EXERCISE DETAILS ▸
All that is needed is each line of the entries holding the word "tree", copied as it stands.

SOURCE DATA ▸

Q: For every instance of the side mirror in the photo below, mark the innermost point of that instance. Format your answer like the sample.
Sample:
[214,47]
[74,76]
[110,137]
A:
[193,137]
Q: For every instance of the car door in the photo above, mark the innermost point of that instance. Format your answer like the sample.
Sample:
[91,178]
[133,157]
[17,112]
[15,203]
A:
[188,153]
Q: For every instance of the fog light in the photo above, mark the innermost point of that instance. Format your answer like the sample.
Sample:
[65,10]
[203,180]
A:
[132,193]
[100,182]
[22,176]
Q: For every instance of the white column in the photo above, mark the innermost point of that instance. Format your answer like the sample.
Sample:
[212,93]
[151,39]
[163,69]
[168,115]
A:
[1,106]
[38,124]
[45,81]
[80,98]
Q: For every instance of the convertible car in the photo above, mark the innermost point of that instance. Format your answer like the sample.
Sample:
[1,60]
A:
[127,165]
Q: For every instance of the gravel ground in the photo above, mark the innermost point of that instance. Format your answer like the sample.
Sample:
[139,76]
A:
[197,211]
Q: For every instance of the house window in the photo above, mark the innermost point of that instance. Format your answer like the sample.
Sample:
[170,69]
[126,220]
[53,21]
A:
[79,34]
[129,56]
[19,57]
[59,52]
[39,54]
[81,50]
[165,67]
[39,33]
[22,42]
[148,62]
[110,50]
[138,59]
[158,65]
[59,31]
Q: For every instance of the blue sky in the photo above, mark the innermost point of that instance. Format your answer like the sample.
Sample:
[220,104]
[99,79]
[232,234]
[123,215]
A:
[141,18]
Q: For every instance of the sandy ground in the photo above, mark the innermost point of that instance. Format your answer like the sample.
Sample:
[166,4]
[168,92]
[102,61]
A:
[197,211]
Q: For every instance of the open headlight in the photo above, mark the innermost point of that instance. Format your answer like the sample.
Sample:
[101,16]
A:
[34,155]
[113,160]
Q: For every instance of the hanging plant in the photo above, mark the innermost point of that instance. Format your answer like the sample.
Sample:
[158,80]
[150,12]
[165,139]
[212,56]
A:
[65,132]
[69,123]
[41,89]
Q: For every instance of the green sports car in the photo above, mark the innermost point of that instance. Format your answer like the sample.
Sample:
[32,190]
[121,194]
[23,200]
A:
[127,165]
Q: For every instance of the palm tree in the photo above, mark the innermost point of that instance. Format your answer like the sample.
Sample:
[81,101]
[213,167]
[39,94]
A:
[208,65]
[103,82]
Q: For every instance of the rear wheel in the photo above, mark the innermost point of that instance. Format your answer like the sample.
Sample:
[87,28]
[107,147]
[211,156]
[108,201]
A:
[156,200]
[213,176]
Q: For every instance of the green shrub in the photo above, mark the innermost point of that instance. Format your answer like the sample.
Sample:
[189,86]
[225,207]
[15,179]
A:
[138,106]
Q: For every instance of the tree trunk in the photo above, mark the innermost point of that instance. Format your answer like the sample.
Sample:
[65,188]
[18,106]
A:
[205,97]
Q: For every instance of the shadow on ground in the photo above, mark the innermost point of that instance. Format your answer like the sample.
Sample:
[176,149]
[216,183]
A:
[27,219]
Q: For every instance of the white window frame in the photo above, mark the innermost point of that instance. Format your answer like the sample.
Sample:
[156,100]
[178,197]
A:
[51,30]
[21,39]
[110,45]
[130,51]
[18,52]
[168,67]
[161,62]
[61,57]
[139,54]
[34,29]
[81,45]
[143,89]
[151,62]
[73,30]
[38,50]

RESULT OF THE TASK ▸
Q: For every instance of the palm tree in the photo above, mark the innermost point of that instance. Format your answer like the sample.
Q: For every instance of the tree trunk in the photo above, mark the innermost point of that instance. Format your answer like the sample.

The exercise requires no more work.